── RECORDS PROVIDED ──
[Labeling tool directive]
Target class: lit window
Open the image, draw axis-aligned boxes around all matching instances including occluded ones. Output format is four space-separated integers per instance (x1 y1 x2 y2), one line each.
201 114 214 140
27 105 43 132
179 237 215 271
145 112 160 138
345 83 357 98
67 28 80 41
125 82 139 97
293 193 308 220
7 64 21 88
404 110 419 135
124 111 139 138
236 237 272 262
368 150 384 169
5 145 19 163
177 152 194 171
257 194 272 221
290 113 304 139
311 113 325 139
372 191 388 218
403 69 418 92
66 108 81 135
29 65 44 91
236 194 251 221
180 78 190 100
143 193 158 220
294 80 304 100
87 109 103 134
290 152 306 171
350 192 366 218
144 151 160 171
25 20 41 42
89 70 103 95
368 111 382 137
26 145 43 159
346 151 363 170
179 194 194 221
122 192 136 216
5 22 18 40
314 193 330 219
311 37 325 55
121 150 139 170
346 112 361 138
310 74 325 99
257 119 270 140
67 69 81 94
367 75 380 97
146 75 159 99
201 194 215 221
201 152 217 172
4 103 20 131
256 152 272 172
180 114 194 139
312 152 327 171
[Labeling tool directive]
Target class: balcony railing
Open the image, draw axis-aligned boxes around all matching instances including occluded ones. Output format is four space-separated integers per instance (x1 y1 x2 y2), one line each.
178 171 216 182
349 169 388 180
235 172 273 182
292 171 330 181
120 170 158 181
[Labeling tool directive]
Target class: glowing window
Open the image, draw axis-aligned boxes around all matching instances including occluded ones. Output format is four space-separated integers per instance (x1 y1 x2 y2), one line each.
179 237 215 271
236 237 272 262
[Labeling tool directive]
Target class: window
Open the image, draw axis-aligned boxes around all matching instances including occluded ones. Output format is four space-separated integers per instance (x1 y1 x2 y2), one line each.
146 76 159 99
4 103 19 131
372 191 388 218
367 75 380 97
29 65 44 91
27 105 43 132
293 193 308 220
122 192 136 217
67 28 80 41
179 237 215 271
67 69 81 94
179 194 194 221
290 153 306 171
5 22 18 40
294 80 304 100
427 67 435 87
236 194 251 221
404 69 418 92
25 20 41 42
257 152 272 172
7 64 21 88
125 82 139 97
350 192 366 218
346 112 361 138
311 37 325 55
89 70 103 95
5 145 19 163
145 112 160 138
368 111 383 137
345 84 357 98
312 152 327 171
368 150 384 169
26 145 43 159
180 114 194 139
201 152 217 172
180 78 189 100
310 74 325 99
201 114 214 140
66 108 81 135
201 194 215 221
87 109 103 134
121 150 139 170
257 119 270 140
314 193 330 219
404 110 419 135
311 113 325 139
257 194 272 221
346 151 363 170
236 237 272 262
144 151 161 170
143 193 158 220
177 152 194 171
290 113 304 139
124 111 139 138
───
(REQUIRED ACTION): Would you repeat each of the lines above exactly?

(ANSWER FOR THIS EXERCISE):
[Labeling tool directive]
Target class: lit window
Open the image, draw axis-aligned boxes around all matching instances including occluded ones. Output format is four space-separated integers per instance (x1 y1 x2 y2), one line each.
201 114 214 140
27 105 43 132
179 237 215 271
145 112 160 138
345 83 357 98
67 28 80 41
125 82 139 97
293 193 308 220
7 64 21 88
404 110 419 135
124 111 139 138
236 237 272 262
368 150 384 169
5 145 19 163
177 152 194 171
257 194 272 221
290 113 304 139
311 113 325 139
372 191 388 218
403 69 418 92
66 108 81 135
29 65 44 91
236 194 251 221
180 78 190 100
143 193 158 220
294 80 304 100
87 109 103 134
290 152 306 171
350 192 366 218
144 151 160 171
25 20 41 42
89 70 103 95
368 111 382 137
26 145 43 159
346 151 363 170
179 194 194 221
122 192 136 216
5 22 18 40
314 193 330 219
311 37 325 55
121 150 139 170
346 112 361 138
310 74 325 99
257 119 270 140
67 69 81 94
367 75 380 97
146 75 159 99
201 194 215 221
201 152 217 172
4 103 20 131
256 152 272 172
180 114 194 139
312 152 327 171
[Labeling tool directive]
Target class: balcony railing
Open the image, draw axis-aligned boxes around all matching instances including occluded ones. Output format is four space-separated integers per instance (x1 y1 x2 y2), one line each.
178 171 216 182
349 169 388 180
235 172 273 182
292 171 330 181
120 170 158 181
[Labeling tool directive]
Target class: glowing window
Open the image, draw axis-aligned boxes around all matching instances including occluded ones. Output format is four space-separated integers per instance (x1 y1 x2 y2), one line each.
179 237 215 271
236 237 272 262
[Labeling tool directive]
Target class: window
Open the image, draw axis-aligned boxes around all matching instances including occluded ones. Output format is four space-separated integers per instance (x1 y1 x2 y2), one line each.
146 76 159 99
4 103 19 131
372 191 388 218
367 75 380 97
29 65 44 91
27 105 43 132
293 193 308 220
122 192 136 217
67 28 80 41
179 237 215 271
67 69 81 94
179 194 194 221
290 153 306 171
5 22 18 40
294 80 304 100
427 67 435 87
236 194 251 221
404 69 418 92
25 20 41 42
257 152 272 172
7 64 21 88
125 82 139 97
350 192 366 218
346 112 361 138
311 37 325 55
89 70 103 95
5 145 19 163
145 112 160 138
368 111 383 137
345 84 357 98
312 152 327 171
368 150 384 169
26 145 43 159
180 114 194 139
201 152 217 172
180 78 189 100
310 74 325 99
201 114 214 140
66 108 81 135
201 194 215 221
87 109 103 134
121 150 139 170
257 119 270 140
314 193 330 219
404 110 419 135
311 113 325 139
257 194 272 221
346 151 363 170
236 237 272 262
144 151 161 170
143 193 158 220
177 152 194 171
290 113 304 139
124 111 139 138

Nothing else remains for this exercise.